Directions:
Which lines below include the string "when"? Please show each one.

-------- The input

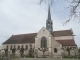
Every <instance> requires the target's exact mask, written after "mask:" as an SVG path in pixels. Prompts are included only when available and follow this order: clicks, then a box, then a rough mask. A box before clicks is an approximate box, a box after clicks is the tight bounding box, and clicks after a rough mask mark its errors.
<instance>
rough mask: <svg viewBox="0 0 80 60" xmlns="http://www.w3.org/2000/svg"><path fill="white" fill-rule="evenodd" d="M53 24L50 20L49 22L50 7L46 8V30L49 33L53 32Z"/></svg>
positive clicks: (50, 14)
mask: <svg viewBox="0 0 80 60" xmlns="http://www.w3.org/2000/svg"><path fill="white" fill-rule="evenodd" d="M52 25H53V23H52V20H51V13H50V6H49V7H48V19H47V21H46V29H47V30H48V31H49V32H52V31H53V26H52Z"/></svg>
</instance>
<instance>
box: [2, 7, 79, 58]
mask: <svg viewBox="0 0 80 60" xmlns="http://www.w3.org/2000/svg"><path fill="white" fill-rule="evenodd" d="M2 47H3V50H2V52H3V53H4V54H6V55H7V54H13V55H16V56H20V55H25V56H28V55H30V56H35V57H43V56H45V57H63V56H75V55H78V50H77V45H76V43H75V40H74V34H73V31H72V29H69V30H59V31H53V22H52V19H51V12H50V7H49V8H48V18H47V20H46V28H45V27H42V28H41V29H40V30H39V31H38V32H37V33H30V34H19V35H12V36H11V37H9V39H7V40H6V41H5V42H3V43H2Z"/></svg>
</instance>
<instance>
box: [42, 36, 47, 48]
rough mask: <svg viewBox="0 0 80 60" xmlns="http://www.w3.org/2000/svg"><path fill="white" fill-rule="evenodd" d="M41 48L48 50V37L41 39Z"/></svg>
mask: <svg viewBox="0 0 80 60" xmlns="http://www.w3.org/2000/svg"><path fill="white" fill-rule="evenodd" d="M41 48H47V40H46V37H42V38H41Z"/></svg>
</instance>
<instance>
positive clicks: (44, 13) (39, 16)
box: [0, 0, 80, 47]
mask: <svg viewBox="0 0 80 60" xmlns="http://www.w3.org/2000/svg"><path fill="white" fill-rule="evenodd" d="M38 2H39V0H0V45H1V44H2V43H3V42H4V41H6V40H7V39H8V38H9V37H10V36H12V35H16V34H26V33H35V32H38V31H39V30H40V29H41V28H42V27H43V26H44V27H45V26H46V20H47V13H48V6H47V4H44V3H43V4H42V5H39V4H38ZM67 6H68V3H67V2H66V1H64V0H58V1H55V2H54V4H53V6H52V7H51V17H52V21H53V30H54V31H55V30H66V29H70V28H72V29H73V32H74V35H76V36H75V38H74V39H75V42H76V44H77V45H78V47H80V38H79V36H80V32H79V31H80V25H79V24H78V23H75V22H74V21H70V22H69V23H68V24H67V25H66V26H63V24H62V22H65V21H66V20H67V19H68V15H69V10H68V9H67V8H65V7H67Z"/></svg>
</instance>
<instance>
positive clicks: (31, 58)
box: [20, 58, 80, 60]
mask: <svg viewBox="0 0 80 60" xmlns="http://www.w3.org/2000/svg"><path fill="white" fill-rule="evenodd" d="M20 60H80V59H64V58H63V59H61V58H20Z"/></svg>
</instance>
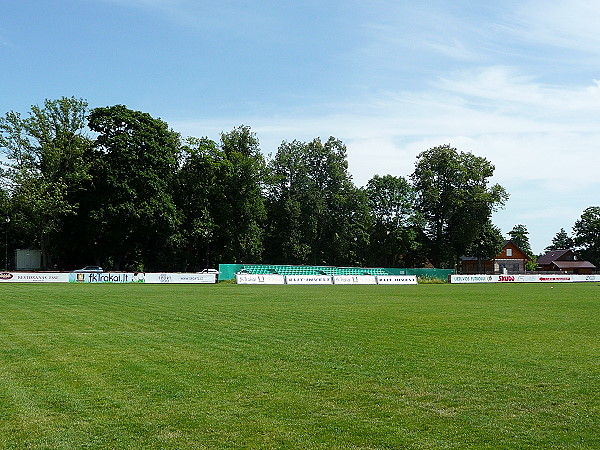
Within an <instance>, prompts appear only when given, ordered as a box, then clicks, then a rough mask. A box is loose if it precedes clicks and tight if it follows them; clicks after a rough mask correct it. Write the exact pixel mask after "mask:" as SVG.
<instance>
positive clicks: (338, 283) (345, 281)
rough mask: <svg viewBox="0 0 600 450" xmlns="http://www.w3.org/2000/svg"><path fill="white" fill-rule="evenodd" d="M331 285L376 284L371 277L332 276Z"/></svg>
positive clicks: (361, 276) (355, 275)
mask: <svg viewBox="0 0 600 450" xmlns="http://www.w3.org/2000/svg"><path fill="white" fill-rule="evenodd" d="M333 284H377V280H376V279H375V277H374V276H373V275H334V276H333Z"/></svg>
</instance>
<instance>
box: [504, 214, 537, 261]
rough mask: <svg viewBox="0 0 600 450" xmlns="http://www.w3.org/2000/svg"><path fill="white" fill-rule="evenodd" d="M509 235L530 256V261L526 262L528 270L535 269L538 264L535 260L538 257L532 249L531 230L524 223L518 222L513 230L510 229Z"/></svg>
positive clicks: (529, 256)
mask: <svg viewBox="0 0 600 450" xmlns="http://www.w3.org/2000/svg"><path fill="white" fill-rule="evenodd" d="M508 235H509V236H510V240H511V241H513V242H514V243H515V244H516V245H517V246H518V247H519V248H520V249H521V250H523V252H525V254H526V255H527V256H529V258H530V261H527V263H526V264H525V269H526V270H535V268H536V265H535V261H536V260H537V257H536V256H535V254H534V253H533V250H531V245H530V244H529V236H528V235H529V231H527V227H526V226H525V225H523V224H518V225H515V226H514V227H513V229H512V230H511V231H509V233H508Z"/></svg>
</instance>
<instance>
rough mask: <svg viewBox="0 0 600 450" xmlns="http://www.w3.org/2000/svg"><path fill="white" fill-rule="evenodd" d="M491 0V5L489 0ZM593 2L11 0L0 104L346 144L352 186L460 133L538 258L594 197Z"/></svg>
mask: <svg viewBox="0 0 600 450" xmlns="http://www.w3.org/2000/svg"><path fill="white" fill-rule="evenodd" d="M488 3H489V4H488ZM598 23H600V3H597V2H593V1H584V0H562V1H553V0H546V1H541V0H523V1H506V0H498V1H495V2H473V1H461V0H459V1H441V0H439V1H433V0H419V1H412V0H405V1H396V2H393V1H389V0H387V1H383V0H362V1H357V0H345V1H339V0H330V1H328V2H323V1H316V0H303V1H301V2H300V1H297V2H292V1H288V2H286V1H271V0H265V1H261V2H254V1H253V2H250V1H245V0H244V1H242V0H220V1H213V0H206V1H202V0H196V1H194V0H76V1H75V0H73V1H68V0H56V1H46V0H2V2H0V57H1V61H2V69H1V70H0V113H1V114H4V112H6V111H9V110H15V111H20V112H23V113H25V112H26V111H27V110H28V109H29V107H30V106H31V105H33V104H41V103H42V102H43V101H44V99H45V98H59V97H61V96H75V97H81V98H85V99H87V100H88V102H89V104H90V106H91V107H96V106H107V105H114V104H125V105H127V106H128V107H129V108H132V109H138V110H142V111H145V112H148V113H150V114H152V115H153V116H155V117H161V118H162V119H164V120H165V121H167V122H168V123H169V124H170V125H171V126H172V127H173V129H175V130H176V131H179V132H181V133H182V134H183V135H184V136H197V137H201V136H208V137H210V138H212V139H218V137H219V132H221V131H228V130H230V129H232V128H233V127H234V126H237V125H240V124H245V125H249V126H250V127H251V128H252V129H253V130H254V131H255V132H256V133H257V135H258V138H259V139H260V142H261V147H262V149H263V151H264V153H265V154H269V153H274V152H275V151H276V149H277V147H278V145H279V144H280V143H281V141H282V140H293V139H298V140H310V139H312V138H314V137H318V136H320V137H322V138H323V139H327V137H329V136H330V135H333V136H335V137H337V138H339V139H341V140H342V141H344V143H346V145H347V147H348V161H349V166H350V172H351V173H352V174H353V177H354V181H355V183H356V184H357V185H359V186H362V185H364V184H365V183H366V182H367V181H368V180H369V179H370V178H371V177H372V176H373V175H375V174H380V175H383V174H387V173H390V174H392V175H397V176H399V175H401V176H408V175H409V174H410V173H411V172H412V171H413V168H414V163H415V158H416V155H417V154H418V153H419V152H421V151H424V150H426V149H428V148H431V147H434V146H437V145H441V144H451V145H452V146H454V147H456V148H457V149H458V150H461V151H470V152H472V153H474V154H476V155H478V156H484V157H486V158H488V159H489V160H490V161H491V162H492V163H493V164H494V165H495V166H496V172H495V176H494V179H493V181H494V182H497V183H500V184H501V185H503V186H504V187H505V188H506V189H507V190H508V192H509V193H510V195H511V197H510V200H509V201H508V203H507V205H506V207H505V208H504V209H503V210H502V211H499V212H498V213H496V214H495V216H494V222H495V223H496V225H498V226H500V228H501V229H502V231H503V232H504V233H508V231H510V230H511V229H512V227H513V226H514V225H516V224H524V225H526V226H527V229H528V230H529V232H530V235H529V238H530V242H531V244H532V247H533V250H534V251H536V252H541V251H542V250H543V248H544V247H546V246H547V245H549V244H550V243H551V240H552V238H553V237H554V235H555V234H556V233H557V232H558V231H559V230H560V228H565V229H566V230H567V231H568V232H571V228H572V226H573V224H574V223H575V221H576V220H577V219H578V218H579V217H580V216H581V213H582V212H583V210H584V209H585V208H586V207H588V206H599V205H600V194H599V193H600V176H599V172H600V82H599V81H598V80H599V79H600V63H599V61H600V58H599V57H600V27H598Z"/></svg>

----------------

Answer:
Every <instance> requires the target's exact mask, written after "mask:" as an SVG path in pixels. Prompts are included only when available and follow this order: clicks, then a box, then a rough mask. A box before clicks is an approximate box, a box after clicks is the tight bounding box, and clicks after a rough mask mark its errors.
Within an <instance>, prompts appear only when given, ordered as a box, then clicks, then a rough mask. A box is loose if it precedes clicks and tight if it follows them; clicks after a rough mask correct it. Write the exact pixel mask after "mask:" as SVG.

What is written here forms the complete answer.